__Stated exercise__:
Quote the records word for word, from their start through the line that contains "[0,308,685,425]", including that line.

--------------------

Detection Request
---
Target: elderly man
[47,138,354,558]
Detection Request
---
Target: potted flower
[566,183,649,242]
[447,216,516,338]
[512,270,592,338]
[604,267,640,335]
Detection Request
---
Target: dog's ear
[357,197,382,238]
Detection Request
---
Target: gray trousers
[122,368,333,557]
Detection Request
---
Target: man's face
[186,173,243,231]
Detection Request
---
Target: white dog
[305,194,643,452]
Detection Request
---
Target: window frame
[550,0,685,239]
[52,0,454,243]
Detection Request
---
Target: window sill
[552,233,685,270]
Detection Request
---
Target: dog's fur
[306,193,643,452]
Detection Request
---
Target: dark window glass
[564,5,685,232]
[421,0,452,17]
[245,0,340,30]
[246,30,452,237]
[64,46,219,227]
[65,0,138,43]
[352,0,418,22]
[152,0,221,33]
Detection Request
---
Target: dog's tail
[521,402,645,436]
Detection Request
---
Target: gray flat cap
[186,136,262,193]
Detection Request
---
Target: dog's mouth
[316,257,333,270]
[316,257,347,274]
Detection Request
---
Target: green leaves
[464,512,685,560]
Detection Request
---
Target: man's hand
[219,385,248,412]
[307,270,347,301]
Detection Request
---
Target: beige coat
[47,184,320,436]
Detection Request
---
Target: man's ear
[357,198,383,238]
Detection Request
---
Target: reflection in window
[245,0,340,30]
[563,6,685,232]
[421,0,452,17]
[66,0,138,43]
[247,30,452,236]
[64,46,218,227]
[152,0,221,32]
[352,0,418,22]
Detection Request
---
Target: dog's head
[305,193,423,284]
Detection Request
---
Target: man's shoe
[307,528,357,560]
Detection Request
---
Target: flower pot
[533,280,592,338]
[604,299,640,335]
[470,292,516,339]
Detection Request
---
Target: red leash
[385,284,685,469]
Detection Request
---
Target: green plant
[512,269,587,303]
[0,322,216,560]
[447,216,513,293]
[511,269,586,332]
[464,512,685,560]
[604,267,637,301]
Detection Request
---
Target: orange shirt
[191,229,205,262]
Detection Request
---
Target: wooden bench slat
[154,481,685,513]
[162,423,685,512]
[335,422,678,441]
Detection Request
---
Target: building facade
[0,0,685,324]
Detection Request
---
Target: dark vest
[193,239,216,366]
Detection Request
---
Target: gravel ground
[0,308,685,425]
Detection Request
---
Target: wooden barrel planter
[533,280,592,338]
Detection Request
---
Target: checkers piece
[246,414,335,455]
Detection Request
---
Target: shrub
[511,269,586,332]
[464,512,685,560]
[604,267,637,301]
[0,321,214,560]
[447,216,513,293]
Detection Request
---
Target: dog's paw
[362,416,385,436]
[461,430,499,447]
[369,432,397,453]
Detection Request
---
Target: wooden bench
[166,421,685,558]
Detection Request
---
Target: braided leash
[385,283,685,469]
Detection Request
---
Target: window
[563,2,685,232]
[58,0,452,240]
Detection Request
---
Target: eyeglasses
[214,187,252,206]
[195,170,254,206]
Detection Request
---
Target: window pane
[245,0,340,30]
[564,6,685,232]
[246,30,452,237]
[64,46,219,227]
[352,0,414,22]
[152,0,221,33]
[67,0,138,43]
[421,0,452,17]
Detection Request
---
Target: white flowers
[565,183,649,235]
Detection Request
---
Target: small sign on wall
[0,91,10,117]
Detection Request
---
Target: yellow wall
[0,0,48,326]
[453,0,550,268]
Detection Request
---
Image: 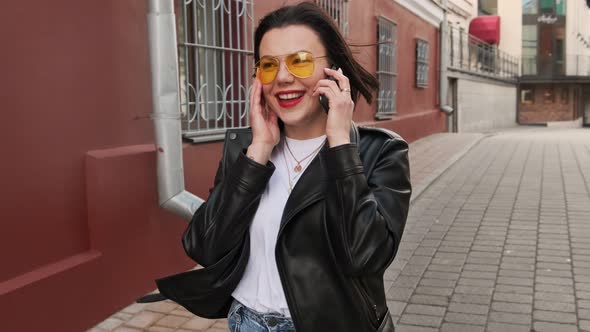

--------------------

__Task solution__:
Detection Request
---
Target: elderly man
[47,138,354,558]
Detection Request
---
Target: potted flower
[566,183,649,242]
[447,216,516,338]
[512,270,592,338]
[604,267,640,335]
Detection Request
---
Target: dog's ear
[357,197,382,238]
Detection Request
---
Target: gray trousers
[122,368,333,557]
Detection Request
---
Target: man's face
[186,173,243,231]
Detection Request
---
Target: white dog
[305,194,643,452]
Detection Request
---
Target: window frame
[550,0,685,239]
[52,0,454,243]
Detection Request
---
Target: window sill
[552,233,685,270]
Detection Request
---
Target: dog's fur
[306,193,643,452]
Detection Request
---
Target: dark window glass
[564,5,685,232]
[421,0,452,17]
[245,0,340,30]
[246,30,452,237]
[64,46,219,227]
[65,0,138,43]
[352,0,418,22]
[152,0,221,33]
Detection Request
---
Target: dog's tail
[521,402,645,436]
Detection Request
---
Target: gray flat cap
[186,136,262,193]
Detection Request
---
Target: dog's mouth
[316,257,333,270]
[316,257,347,274]
Detection Request
---
Target: green leaves
[464,512,685,560]
Detection Request
---
Target: man's hand
[219,385,248,412]
[307,270,347,301]
Detection Request
---
Target: beige coat
[47,184,320,436]
Detection Request
---
Target: man's ear
[357,198,383,238]
Detection Request
---
Target: reflection in window
[245,0,340,30]
[563,6,685,232]
[421,0,452,17]
[66,0,138,43]
[247,30,452,236]
[64,46,218,227]
[152,0,221,32]
[352,0,418,22]
Detection Request
---
Target: dog's head
[305,193,423,284]
Detection Request
---
Target: man's shoe
[307,528,357,560]
Detection Request
---
Target: flower pot
[533,280,592,338]
[604,299,640,335]
[470,292,516,339]
Detection Request
---
Target: red leash
[385,284,685,469]
Detection Request
---
Target: green plant
[512,269,587,303]
[0,322,216,560]
[447,216,513,293]
[511,269,586,332]
[464,512,685,560]
[604,267,637,301]
Detection Request
---
Target: orange shirt
[191,229,205,262]
Detection Request
---
Target: wooden bench slat
[154,481,685,513]
[162,423,685,512]
[335,422,678,441]
Detection Request
---
Target: building facade
[0,0,685,324]
Detection Request
---
Target: dark vest
[193,239,216,366]
Detection Request
---
Target: gravel ground
[0,308,685,425]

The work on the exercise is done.